*** Begin section ***

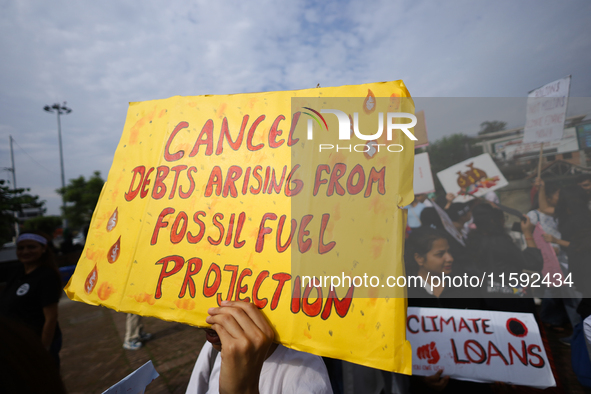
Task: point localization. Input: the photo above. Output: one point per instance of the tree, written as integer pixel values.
(491, 126)
(451, 150)
(83, 195)
(14, 201)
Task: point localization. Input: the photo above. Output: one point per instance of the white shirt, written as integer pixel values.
(285, 371)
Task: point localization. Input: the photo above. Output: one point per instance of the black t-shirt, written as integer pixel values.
(26, 295)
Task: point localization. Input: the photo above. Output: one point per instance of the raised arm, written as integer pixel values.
(542, 198)
(247, 341)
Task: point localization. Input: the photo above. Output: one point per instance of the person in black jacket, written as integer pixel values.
(33, 291)
(493, 252)
(427, 254)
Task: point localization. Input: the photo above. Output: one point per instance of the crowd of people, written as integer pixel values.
(241, 356)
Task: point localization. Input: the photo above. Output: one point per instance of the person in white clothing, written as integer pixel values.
(249, 361)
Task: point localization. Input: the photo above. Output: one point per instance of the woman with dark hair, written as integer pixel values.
(558, 304)
(34, 289)
(427, 255)
(574, 224)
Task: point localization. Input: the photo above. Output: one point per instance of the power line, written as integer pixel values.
(35, 161)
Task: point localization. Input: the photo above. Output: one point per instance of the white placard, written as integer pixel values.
(546, 112)
(478, 345)
(473, 177)
(135, 382)
(423, 178)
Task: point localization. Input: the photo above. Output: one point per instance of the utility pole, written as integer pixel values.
(13, 170)
(60, 109)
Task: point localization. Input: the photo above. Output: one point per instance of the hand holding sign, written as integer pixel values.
(247, 339)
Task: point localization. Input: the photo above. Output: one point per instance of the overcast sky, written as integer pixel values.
(99, 56)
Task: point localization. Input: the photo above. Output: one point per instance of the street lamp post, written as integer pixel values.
(60, 109)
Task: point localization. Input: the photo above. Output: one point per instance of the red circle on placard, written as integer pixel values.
(516, 327)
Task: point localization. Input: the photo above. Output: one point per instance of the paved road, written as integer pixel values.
(93, 358)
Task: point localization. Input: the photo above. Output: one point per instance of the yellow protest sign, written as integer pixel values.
(268, 198)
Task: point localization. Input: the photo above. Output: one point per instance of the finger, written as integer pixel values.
(248, 328)
(228, 322)
(256, 316)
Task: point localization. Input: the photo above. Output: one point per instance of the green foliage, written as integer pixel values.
(12, 201)
(491, 127)
(46, 224)
(450, 150)
(83, 196)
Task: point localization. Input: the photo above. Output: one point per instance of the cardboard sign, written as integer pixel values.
(423, 178)
(473, 177)
(136, 382)
(546, 112)
(478, 345)
(237, 197)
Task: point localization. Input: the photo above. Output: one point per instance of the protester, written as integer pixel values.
(248, 360)
(427, 254)
(584, 182)
(494, 252)
(558, 304)
(574, 224)
(33, 290)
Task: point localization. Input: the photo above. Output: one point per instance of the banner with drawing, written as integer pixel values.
(473, 177)
(259, 197)
(478, 345)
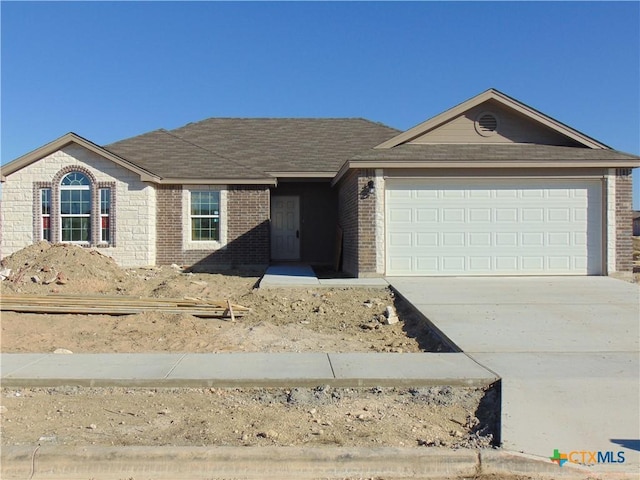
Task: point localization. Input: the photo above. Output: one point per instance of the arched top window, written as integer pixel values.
(75, 208)
(75, 179)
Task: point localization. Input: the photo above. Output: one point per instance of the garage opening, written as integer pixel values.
(493, 227)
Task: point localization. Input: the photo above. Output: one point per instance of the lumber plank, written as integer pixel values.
(118, 305)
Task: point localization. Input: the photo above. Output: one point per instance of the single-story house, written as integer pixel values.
(488, 187)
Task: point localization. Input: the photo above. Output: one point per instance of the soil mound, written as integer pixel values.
(45, 268)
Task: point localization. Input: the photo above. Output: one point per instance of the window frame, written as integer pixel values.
(86, 218)
(105, 233)
(187, 237)
(45, 215)
(96, 236)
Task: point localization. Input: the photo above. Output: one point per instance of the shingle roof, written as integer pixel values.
(252, 147)
(169, 156)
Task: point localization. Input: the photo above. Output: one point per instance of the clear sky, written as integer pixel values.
(111, 70)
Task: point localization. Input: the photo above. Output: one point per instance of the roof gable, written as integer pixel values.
(515, 123)
(72, 138)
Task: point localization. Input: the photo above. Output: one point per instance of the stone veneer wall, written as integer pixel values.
(247, 230)
(133, 204)
(624, 221)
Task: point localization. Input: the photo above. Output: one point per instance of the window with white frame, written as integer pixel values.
(75, 208)
(45, 213)
(205, 216)
(204, 213)
(105, 215)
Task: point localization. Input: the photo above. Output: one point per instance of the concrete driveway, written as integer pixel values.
(566, 348)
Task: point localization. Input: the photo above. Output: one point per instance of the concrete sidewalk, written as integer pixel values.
(282, 463)
(566, 349)
(242, 369)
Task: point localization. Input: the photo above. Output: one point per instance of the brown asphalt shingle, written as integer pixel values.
(252, 147)
(166, 155)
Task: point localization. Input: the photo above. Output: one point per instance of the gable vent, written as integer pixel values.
(486, 124)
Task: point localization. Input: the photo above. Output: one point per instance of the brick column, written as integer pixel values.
(624, 221)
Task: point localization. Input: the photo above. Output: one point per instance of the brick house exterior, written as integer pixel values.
(405, 203)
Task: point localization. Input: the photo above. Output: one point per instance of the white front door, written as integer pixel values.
(285, 228)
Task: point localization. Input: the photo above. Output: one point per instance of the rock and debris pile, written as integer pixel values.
(45, 267)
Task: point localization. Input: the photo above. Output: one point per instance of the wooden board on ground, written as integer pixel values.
(119, 305)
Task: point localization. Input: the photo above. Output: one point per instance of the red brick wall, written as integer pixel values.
(624, 220)
(348, 198)
(169, 225)
(366, 225)
(247, 230)
(356, 216)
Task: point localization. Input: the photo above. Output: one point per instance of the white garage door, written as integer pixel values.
(493, 227)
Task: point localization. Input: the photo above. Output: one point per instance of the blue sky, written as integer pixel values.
(111, 70)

*** End section ***

_ACTIVITY_. Output the records above in their entirety and exactly, leaving out all images.

_EXPECTED ANSWER_.
Task: point localization. Input: the photo above. Output: one point per instance of the tree, written as integer pixel values.
(491, 126)
(451, 150)
(83, 195)
(14, 201)
Task: point localization. Input: the photo above. Output: one point per instance of the white shirt, written as integer pixel values.
(285, 371)
Task: point localization. Input: the photo above. Output: one point per instance of the black t-shirt, written as integer pixel values.
(26, 295)
Task: point localization. Input: the photo above. Output: one point per instance of the raised arm, written as integer pixel values.
(542, 198)
(247, 341)
Task: point localization. Input: the photo above. Output: one point per instance of the person in black jacket, written as integer pixel values.
(33, 291)
(493, 252)
(427, 254)
Task: point localization. Input: the photo above. Output: one point per instance of the crowd of people, written as integer pixel values.
(241, 356)
Task: point localization. Input: the photo above. Output: one point per instance of the person in white clothing, written as integer pixel values.
(249, 361)
Task: point localization. Input: the photo above. Output: one point per instance of the woman with dark hair, written as integer pixel values.
(558, 304)
(34, 289)
(427, 255)
(574, 224)
Task: point localization. Input: the photo above. Output: one point per instance of the power line, written as integer pixel values.
(35, 161)
Task: point localization. Input: the photo above. Output: one point per instance of the white placard, written as integer pixel values.
(546, 112)
(478, 345)
(473, 177)
(135, 382)
(423, 178)
Task: point localization. Input: the photo above. Output: one point per instance of the utility pole, written as integer pixel values.
(13, 170)
(60, 109)
Task: point localization. Input: the photo above. Output: one point per instance of the hand holding sign, written as integer pixel values.
(247, 339)
Task: point localization. Input: the photo above. Output: one point per instance of the overcast sky, written as integer pixel values.
(99, 56)
Task: point localization. Input: the photo above. Output: one point per instance of the street lamp post, written as integer pixel values.
(60, 109)
Task: point localization. Input: the photo above. Output: one point per instance of the red circle on placard, written as integer pixel values.
(516, 327)
Task: point localization. Input: the photo above. Output: one point per instance of the paved road, written as integer pixel values.
(93, 358)
Task: point localization. Input: the photo above. Output: one point per instance of the yellow protest sign, written as integer pixel values.
(268, 198)
Task: point localization. Input: the photo above. Output: one point per instance of the finger, written as integer pixel values.
(248, 328)
(228, 322)
(256, 316)
Task: point localization. Input: the photo above. Output: one point per instance of the green foliage, written as integer pixel values.
(12, 201)
(491, 127)
(46, 224)
(450, 150)
(83, 196)
Task: point localization. Input: the photo above. Output: one point per instance of the cardboard sign, written as integer pixel values.
(423, 178)
(473, 177)
(136, 382)
(546, 112)
(478, 345)
(237, 197)
Task: point localization. Input: the photo above. Output: one point per instance of the protester, written as integer pixel values.
(248, 360)
(427, 254)
(584, 182)
(494, 252)
(558, 304)
(574, 224)
(33, 290)
Task: point localization. Input: the photo above. Output: one point per instance of the banner with drawing, written as integer pixel values.
(473, 177)
(259, 197)
(478, 345)
Task: point localization. Input: the photo above. Output: one point per instance of the arched top window, written as integer pixel values.
(75, 208)
(75, 179)
Task: point localization. Input: the photo above. Output: one point per instance of the garage opening, written as integer pixel values.
(493, 227)
Task: point localization. Input: the photo above. Output: one point per instance of the lumber plank, written as integer pixel values.
(118, 305)
Task: point localization. Input: the photo above. Output: one point per instance of the single-story house, written as integer pixel values.
(488, 187)
Task: point localization. Input: the photo above. Output: one point per instance of the soil mound, written as integer pixel values.
(45, 268)
Task: point localization. Input: the photo above. Output: one point per instance of the window frame, written as integer pixel values.
(86, 218)
(105, 233)
(187, 237)
(45, 215)
(96, 236)
Task: point localization. Input: the photo above. Output: one point per instance of the shingle roof, written as integer pixel values.
(252, 147)
(169, 156)
Task: point localization. Input: the photo above. Output: one point per instance of the clear sky, written as integer pixel values.
(111, 70)
Task: point localization. Input: the photo above. Output: one point per instance of the roof gable, written as integer pixel values.
(515, 123)
(72, 138)
Task: point localization. Input: the photo above. Output: one point per instance of the stone veneer wall, written as integer pixel values.
(247, 230)
(133, 204)
(624, 221)
Task: point localization. Input: the photo above. Output: one point per instance of the window with white frame, written as integer pixel values.
(75, 208)
(45, 213)
(205, 216)
(204, 213)
(105, 215)
Task: point localization. Input: the photo above. Output: one point per instance of the concrete driveway, written as integer pixel values.
(566, 348)
Task: point localization. Input: the photo above. Output: one point per instance of the concrete sidewalk, written as integer pixel values.
(282, 463)
(566, 349)
(242, 369)
Task: point localization. Input: the photo above. Output: one point per instance of the brown asphalt shingle, written as integer pixel values.
(252, 147)
(166, 155)
Task: point localization. Input: the photo above. Output: one point per instance of the gable vent, written as integer pixel values.
(486, 124)
Task: point localization. Input: the photo above. Output: one point per instance of the brick column, written as integer pixel values.
(624, 221)
Task: point localization. Input: the photo above. Output: one point per instance of the brick house exterior, written as integer pixel values.
(405, 203)
Task: point localization. Input: the photo above. Output: one point per instance of the white front door, written as integer pixel values.
(285, 228)
Task: point localization. Input: the photo above. Output: one point per instance of the rock and debris pile, written as integer pixel values.
(45, 267)
Task: point localization. Input: the photo above. Output: one point per instance of the wooden board on ground, written as integer pixel values.
(119, 305)
Task: point localization. Input: the photo above. Output: one point per instance of the red brick wall, written as integer pixel values.
(624, 220)
(348, 198)
(169, 225)
(366, 225)
(247, 230)
(356, 216)
Task: point localization. Input: the photo above. Output: one point per instance of the white garage door, written as integer pixel values.
(493, 227)
Task: point localization. Input: the photo above. Output: one point per instance of the blue sky, written as integer pixel values.
(111, 70)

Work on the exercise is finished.